Copia estas líneas sin cambiar ni un solo carácter, desde el primer dato hasta el último.

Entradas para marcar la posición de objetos
=-=-=

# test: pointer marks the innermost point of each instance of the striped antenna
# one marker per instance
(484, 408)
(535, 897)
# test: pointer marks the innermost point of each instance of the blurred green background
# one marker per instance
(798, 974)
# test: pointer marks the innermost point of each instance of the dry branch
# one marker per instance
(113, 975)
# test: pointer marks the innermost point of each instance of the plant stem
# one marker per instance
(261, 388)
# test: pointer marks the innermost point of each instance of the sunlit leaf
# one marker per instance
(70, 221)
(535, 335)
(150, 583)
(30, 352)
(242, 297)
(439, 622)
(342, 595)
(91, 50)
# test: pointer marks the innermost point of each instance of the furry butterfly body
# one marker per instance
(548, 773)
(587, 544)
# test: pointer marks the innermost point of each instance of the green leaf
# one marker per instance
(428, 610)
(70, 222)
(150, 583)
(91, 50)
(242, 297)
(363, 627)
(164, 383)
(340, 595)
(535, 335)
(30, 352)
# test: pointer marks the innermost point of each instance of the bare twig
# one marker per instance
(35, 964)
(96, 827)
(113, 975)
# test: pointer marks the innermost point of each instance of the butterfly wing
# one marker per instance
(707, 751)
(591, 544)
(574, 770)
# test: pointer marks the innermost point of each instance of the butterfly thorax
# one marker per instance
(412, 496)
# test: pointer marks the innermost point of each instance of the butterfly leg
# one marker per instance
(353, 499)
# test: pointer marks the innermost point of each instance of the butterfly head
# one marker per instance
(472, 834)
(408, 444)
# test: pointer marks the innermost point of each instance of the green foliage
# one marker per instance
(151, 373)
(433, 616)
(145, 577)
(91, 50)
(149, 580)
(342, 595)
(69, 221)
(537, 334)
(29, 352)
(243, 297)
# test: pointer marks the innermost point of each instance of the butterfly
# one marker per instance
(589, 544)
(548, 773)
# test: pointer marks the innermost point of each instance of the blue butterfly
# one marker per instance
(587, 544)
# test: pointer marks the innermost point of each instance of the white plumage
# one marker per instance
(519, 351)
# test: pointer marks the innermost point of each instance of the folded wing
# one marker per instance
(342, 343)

=-=-=

* _La respuesta_:
# test: pointer marks the innermost point of each instance of the striped antenna
# one marker per instance
(484, 408)
(535, 897)
# test: pointer marks the innermost point of each instance of the blurred green background
# one marker per instance
(798, 974)
# test: pointer marks the innermost point of each instance of the dry branch
# one marker per instance
(113, 975)
# test: pointer marks the innermost point of each instance of the plant stem
# one marker per instance
(261, 388)
# test: pointer marks the innermost point of each instance of the sunlit leaf
# one marker per instance
(70, 221)
(535, 335)
(150, 583)
(30, 352)
(242, 297)
(439, 622)
(342, 595)
(91, 50)
# test: pointer marks the innermost point of each instance of the furry butterfly body
# one marker per instance
(548, 773)
(587, 544)
# test: pointer marks the innermost point of each instance of the green leaf
# one marker per instance
(428, 610)
(70, 222)
(150, 583)
(91, 50)
(242, 297)
(363, 627)
(164, 383)
(340, 595)
(535, 335)
(30, 352)
# test: pointer marks the innermost point of each instance of the bare twig
# one marker per instance
(35, 964)
(96, 827)
(113, 975)
# test: pointer marks the innermost point of each instance of the butterfly wing
# one marker per instance
(707, 751)
(591, 544)
(574, 770)
# test: pointer marks the innermost point of each instance of the butterfly thorax
# one marker per instance
(412, 496)
# test: pointer marks the innermost point of each instance of the butterfly leg
# one marker per instance
(353, 499)
# test: pointer marks the innermost point of each instance of the butterfly head
# one marker per instance
(472, 834)
(408, 444)
# test: pointer marks the innermost point of each instance of the green foliage
# one marker per instance
(151, 373)
(433, 616)
(145, 577)
(91, 50)
(149, 580)
(342, 595)
(69, 221)
(537, 334)
(29, 352)
(243, 297)
# test: pointer marks the innermost point of each instance of the butterfly
# one marker per instance
(589, 544)
(548, 773)
# test: pointer marks the innermost point of each instance of the blue butterfly
# one marker per instance
(587, 544)
# test: pointer marks the innermost point of each instance of the white plumage
# one marker per instance
(519, 351)
# test: pointer marks the innermost point of each instance of the folded wing
# one marker per instance
(342, 343)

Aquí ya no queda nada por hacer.